### THE INPUT ###

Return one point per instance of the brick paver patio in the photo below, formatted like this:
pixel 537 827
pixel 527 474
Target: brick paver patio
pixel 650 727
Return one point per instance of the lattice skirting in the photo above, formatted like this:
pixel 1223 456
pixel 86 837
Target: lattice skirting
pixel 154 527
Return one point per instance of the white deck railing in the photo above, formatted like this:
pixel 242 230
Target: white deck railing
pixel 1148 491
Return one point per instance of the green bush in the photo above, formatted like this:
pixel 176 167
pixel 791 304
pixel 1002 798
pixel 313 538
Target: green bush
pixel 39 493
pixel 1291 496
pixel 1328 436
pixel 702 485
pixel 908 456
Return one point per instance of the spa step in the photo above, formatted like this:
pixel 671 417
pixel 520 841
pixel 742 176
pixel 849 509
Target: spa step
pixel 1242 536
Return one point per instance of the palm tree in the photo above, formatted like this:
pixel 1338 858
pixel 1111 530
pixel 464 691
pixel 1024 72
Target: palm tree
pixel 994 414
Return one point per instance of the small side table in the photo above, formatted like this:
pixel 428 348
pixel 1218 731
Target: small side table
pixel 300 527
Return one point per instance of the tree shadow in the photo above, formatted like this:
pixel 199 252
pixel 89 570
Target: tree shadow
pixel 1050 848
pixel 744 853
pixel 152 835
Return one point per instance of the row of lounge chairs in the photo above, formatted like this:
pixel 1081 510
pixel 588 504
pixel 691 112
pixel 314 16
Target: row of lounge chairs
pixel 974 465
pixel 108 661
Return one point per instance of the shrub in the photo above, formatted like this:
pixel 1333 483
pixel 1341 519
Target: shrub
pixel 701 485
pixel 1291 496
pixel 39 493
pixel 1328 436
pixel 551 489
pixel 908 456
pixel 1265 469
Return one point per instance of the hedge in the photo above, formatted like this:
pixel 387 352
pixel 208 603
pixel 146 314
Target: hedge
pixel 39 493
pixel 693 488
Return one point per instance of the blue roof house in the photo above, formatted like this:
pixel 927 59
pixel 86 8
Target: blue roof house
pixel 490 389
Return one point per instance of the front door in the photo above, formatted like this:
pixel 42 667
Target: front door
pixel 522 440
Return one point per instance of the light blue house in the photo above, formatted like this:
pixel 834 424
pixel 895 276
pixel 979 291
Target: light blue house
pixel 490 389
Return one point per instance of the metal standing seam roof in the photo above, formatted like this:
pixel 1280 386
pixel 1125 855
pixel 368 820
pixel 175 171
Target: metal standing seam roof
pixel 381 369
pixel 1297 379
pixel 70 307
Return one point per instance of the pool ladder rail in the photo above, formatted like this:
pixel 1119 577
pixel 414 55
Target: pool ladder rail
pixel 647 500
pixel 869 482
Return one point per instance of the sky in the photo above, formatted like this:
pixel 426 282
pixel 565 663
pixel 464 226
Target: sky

###

● **WORK TO COMPLETE**:
In the lines above, every record is to be repeated exactly.

● **TASK ANSWER**:
Return one point per instance of the brick paver patio in the photo below, formatted like this:
pixel 537 827
pixel 527 474
Target: brick paver patio
pixel 650 727
Return one point per instance of the lattice skirting in the photo above, formatted like this:
pixel 1223 456
pixel 86 837
Target: lattice skirting
pixel 154 527
Return one point per instance of the white deck railing in the photo above, formatted like this:
pixel 242 230
Target: white deck railing
pixel 1148 491
Return one point per instance of the green bush in the photo above, formatted like this:
pixel 176 167
pixel 791 304
pixel 1002 798
pixel 313 538
Target: green bush
pixel 39 493
pixel 1291 496
pixel 1328 436
pixel 702 485
pixel 908 456
Return one point per instance of the spa step in the photo above, formatted like this:
pixel 671 417
pixel 520 841
pixel 742 176
pixel 849 509
Target: spa step
pixel 1242 536
Return one point per instance of the palm tree in the photo above, formatted like this:
pixel 1338 858
pixel 1111 530
pixel 464 691
pixel 1024 72
Target: palm tree
pixel 994 414
Return one point per instance of the small side table in the photo above, formatted like this:
pixel 428 348
pixel 1218 731
Target: small side table
pixel 300 527
Return one point per instance of the tree shadow in the photo above, formatted like this:
pixel 199 252
pixel 89 570
Target: tree shadow
pixel 1050 848
pixel 744 853
pixel 152 835
Return one point per instance of the row of lounge chairs in the photo above, formatted like this:
pixel 1081 510
pixel 588 504
pixel 691 112
pixel 314 16
Target: row of lounge chairs
pixel 974 465
pixel 108 661
Return one point per instance of the shrub in the photo above, formatted like this:
pixel 1333 483
pixel 1341 519
Target: shrub
pixel 701 485
pixel 1291 496
pixel 39 493
pixel 1328 436
pixel 551 489
pixel 908 456
pixel 1265 469
Return one point per instance of the hedge in the photo above, formatted like this:
pixel 387 352
pixel 208 603
pixel 146 314
Target: hedge
pixel 39 493
pixel 693 488
Return one point per instance of the blue roof house in the photo above, formatted like this:
pixel 927 59
pixel 86 8
Target: blue roof house
pixel 490 389
Return one point per instance of the front door in the photo above, formatted like this:
pixel 42 667
Target: front door
pixel 522 440
Return one point per instance of the light blue house in the photo above, formatted like this:
pixel 834 424
pixel 895 276
pixel 979 291
Target: light blue house
pixel 490 389
Return one point per instance of the metal standing seam roof in the photo above, formatted like this:
pixel 1280 386
pixel 1125 855
pixel 368 820
pixel 175 171
Target: metal standing seam roof
pixel 381 369
pixel 1297 379
pixel 70 307
Return one point per instance of the pool ladder rail in the photo above, formatted like this:
pixel 1119 577
pixel 414 55
Target: pool ladder rail
pixel 647 500
pixel 869 482
Return one point per instance of the sky in the photo above, formatted like this:
pixel 426 282
pixel 565 663
pixel 464 226
Target: sky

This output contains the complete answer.